Records from a dataset:
----

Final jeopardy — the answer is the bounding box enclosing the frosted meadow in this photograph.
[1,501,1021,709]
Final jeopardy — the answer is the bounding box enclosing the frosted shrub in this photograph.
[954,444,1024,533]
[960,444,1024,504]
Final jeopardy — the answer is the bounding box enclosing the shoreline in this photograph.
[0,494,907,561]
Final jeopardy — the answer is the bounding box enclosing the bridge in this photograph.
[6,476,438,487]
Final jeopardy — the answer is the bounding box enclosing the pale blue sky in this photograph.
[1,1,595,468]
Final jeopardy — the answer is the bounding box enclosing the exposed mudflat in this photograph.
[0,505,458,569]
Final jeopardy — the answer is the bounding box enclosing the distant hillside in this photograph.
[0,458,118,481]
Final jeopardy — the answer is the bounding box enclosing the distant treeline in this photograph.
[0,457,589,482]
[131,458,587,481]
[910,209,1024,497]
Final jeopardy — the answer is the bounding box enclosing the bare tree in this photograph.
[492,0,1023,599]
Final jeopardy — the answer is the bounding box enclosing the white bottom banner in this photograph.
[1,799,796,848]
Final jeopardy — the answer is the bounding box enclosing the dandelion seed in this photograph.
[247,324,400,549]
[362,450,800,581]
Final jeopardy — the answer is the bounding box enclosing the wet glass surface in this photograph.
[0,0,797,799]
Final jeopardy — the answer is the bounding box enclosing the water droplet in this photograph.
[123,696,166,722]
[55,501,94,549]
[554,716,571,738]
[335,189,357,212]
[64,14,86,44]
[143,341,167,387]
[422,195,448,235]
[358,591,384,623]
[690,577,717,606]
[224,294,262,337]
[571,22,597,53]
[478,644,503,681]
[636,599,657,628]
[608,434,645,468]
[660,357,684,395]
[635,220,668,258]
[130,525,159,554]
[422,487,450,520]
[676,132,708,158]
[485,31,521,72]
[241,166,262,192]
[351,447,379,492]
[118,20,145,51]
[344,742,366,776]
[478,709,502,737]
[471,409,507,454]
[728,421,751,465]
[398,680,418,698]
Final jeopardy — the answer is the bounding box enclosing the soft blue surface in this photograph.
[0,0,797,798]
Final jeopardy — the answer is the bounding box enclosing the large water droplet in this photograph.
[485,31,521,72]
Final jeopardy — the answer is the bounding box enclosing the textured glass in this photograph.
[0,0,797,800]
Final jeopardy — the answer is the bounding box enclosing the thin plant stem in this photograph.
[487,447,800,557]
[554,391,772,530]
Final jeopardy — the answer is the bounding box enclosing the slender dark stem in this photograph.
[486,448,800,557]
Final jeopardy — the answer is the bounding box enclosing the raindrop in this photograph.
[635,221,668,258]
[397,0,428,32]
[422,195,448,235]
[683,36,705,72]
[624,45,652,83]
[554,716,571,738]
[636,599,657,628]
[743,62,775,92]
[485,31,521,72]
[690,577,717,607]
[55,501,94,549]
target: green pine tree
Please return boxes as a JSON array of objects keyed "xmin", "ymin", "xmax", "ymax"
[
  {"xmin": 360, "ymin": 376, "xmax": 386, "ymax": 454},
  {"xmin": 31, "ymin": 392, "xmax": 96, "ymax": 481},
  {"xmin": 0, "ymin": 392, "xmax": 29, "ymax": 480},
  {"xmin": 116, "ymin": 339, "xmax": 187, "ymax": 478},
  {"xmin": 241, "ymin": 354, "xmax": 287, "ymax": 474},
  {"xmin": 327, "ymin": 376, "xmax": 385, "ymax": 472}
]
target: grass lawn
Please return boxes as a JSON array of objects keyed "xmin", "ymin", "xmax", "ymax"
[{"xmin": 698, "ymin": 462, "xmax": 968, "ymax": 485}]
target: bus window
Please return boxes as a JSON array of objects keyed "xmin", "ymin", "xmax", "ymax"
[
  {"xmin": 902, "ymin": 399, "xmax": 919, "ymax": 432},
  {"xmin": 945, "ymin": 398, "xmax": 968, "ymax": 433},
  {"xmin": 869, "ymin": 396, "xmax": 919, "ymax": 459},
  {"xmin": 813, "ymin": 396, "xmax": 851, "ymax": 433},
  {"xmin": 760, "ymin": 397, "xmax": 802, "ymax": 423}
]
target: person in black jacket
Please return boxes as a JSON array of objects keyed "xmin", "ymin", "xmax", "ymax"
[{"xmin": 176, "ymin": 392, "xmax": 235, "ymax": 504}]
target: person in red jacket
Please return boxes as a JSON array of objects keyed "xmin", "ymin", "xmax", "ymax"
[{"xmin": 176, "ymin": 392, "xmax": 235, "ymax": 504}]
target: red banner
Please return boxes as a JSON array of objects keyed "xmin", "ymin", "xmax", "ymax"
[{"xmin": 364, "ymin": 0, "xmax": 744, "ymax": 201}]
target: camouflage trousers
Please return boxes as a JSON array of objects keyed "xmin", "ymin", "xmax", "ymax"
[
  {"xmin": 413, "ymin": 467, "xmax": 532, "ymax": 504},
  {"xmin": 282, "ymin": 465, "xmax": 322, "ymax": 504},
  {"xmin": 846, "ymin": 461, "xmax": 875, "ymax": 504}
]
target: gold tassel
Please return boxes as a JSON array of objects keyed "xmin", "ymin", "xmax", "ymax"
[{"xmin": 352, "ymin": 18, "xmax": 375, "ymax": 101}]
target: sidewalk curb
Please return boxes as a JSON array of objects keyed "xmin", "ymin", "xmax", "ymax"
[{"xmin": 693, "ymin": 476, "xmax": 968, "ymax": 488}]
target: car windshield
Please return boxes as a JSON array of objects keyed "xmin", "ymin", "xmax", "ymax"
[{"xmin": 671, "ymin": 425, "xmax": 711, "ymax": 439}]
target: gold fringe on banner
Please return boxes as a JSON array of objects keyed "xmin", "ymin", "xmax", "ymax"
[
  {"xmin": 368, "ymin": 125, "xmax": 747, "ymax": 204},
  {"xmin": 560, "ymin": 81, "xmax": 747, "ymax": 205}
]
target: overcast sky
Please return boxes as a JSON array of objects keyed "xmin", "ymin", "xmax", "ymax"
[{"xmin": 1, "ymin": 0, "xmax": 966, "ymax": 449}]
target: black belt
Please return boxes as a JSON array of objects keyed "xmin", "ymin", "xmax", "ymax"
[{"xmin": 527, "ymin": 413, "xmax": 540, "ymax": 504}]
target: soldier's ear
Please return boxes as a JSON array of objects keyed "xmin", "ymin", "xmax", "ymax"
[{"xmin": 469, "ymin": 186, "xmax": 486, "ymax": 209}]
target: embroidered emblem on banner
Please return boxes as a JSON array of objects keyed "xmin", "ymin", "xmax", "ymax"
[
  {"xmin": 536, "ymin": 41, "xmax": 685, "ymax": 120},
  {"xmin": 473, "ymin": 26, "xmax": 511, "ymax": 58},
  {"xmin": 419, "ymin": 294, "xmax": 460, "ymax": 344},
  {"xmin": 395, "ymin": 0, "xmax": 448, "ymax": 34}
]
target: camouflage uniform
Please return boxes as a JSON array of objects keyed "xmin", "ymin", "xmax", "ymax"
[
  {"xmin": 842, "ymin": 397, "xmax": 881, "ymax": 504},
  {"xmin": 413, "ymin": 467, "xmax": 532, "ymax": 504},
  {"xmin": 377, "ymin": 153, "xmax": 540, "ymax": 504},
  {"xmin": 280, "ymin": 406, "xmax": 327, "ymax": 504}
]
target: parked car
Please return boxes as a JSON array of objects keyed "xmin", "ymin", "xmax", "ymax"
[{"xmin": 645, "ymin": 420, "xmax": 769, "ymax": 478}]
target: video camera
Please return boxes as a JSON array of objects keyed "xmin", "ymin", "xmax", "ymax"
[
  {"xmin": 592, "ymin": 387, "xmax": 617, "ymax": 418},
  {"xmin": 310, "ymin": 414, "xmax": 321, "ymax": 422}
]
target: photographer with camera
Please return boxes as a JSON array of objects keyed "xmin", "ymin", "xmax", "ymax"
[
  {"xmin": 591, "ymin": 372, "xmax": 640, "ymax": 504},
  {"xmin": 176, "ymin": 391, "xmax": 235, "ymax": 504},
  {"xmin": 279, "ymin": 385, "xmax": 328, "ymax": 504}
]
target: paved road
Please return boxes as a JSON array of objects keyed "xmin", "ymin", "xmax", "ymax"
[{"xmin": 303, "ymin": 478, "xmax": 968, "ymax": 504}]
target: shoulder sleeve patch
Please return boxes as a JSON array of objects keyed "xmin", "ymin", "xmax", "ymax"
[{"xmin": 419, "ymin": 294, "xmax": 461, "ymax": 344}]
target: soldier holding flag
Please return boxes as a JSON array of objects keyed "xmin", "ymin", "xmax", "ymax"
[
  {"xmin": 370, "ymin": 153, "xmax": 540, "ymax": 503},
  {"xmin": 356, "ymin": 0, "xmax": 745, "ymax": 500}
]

----

- _PROBLEM DETAILS_:
Give an exact reproduction of the lines from the one with "target: parked car" to the final line of the entries, including both.

- _EXERCISE RESPONSE_:
target: parked car
Please return boxes as a JSON array of objects keyed "xmin", "ymin", "xmax", "ymax"
[{"xmin": 645, "ymin": 420, "xmax": 769, "ymax": 478}]
target: video camera
Please return boxes as a JSON array of objects keyed "xmin", "ymin", "xmax", "ymax"
[
  {"xmin": 592, "ymin": 387, "xmax": 617, "ymax": 418},
  {"xmin": 310, "ymin": 414, "xmax": 321, "ymax": 422}
]
target: photographer with camera
Please return boxes as a JSON array of objects keyed "xmin", "ymin", "xmax", "ymax"
[
  {"xmin": 591, "ymin": 372, "xmax": 640, "ymax": 504},
  {"xmin": 176, "ymin": 391, "xmax": 235, "ymax": 504},
  {"xmin": 279, "ymin": 385, "xmax": 328, "ymax": 504}
]
target: paved road
Please return boxes as a JSON array of objects keyed "xmin", "ymin", "xmax", "ymax"
[{"xmin": 303, "ymin": 478, "xmax": 968, "ymax": 504}]
target: shoulder sleeve patch
Please return boxes as a JSON array of objects keyed "xmin", "ymin", "xmax", "ymax"
[{"xmin": 419, "ymin": 294, "xmax": 461, "ymax": 344}]
target: soldier holding flag
Please return boxes as a JSON array of objects keyed "xmin", "ymin", "xmax", "ymax"
[
  {"xmin": 370, "ymin": 153, "xmax": 540, "ymax": 503},
  {"xmin": 356, "ymin": 0, "xmax": 745, "ymax": 500}
]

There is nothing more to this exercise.